**Passage**

__________________________________________________

In addition, we do not want to distribute the content along the drawn curve as if with a stamp, nor do we want to truncate or even alter the content to fit the pen stroke. Instead, we aim for an algorithm that preserves the artistic content of the given pattern in such a way that it is locally distorted as little as possible while perfectly matching the unaltered pen stroke. In this context, the main improvement in comparison to [10] is that we manage to generate a close-to-conformal map iteratively during the drawing process.

Figure 1: The ornamental content fits the pen’s stroke perfectly.

For this, given a rectangular ornamental tile, we imagine several copies of this tile to form a strip of yet unknown length, as shown in Figure 1 on the left. In combination with the calligraphic stroke in the center, the desired result on the right contains the perfectly adjusted ornamental strip within the drawn stroke.

Polke

Before we present the algorithm providing us with digitally enriched strokes, we explain two important aspects of it: the notion of conformality, and why computations on the graphics processing unit (GPU) serve our goal of real-time computations.

Conformality: preserving artistic content

To preserve the artistic content of the ornamental tile, our algorithm is supposed to produce a close-to-conformal mapping of the given tile to the stroke. Conformal maps preserve angles everywhere on their domain and also infinitesimal shapes, which means that they are locally similarity transformations (see [7, Chapter 8.2]). We have chosen this criterion of conformality as a measure of content distortion. A different approach lies in the preservation of areas, another metric property. Whether the criterion of preserving angles or areas is better for the desired result depends largely on the purpose of the matter. A classic example are maps of the Earth: No map can preserve angles (important for ship navigation) and areas (important for land survey) simultaneously.

Our work focuses on conformal maps from an ornamental tile to a calligraphic stroke. Such a map exists due to the Riemann mapping theorem. To obtain it, we want to define a coordinate system within the stroke so that the ornamental content can be transferred to the stroke via its natural coordinate system. The standard two-dimensional coordinate system consists of an orthogonal grid of vertical and horizontal lines. When searching for an angle preserving map, this structure of the coordinate system in the ornamental tile has to be transferred to the stroke as in Figure 2.

__________________________________________________

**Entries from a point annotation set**
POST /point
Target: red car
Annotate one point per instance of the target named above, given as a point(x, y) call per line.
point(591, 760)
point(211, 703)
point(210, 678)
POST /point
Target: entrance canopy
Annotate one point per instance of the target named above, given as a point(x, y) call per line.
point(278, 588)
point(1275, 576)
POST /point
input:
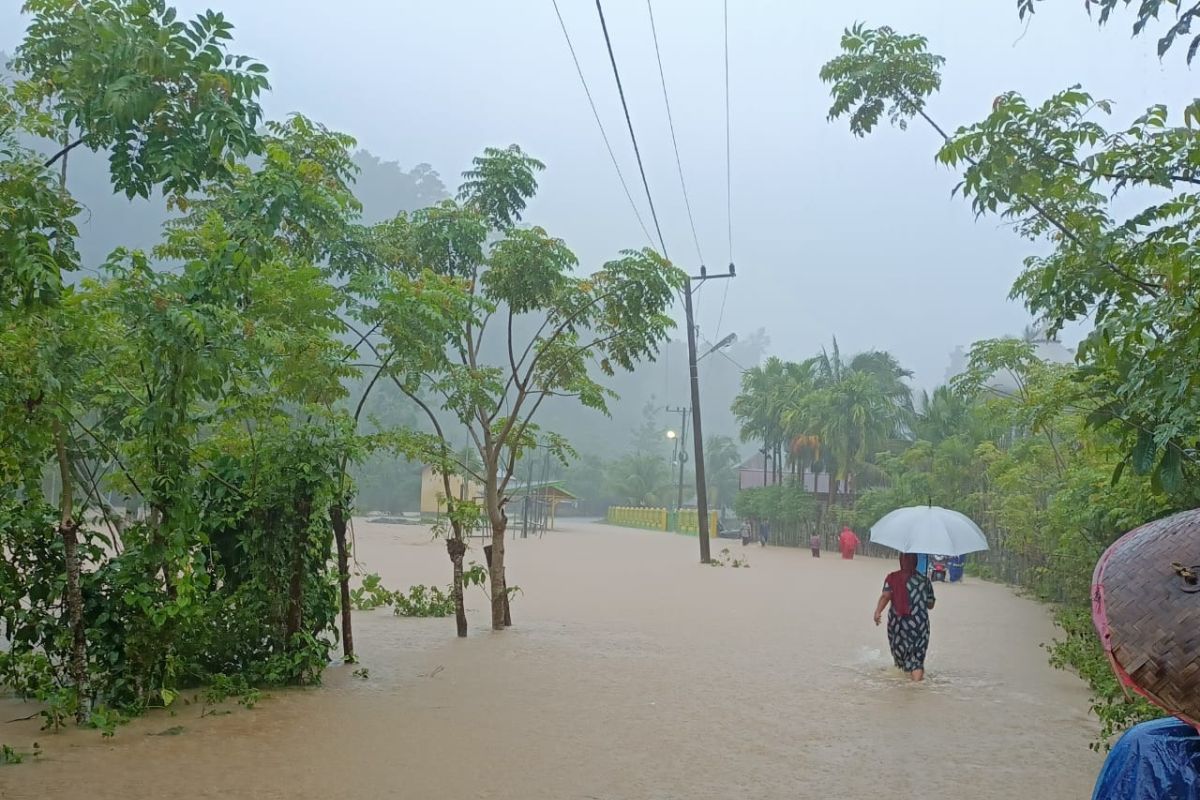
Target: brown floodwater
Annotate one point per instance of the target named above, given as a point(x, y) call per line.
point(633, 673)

__________________________________________________

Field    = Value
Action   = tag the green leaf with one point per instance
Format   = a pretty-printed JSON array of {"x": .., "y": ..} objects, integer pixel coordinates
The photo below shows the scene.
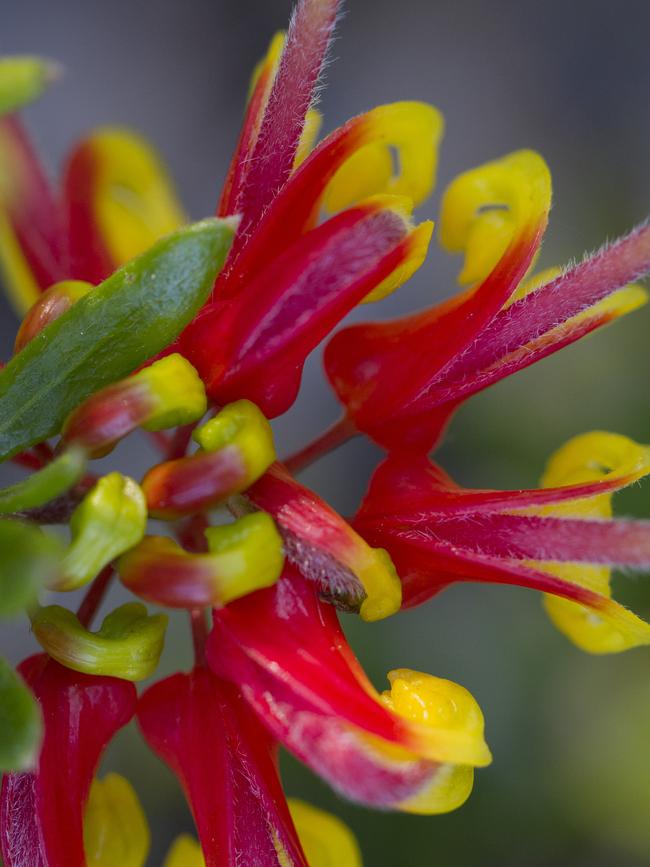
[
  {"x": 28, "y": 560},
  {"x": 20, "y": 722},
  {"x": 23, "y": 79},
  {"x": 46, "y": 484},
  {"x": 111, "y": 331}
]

__________________________________________________

**Written tasks**
[1] According to the passage on ornamental strokes, why is the algorithm designed to produce a close-to-conformal mapping of the tile to the stroke? Answer in one to three sentences.
[2] Reproduce the portion of the passage on ornamental strokes starting at "For this, given" and ending at "of real-time computations.".

**Answers to the problems**
[1] The algorithm aims for a close-to-conformal mapping in order to preserve the artistic content of the ornamental tile. Conformal maps preserve angles everywhere on their domain as well as infinitesimal shapes, meaning they are locally similarity transformations. Conformality therefore serves as the chosen measure of content distortion.

[2]
For this, given a rectangular ornamental tile, we imagine several copies of this tile to form a strip of yet unknown length, as shown in Figure 1 on the left. In combination with the calligraphic stroke in the center, the desired result on the right contains the perfectly adjusted ornamental strip within the drawn stroke.

Polke

Before we present the algorithm providing us with digitally enriched strokes, we explain two important aspects of it: the notion of conformality, and why computations on the graphics processing unit (GPU) serve our goal of real-time computations.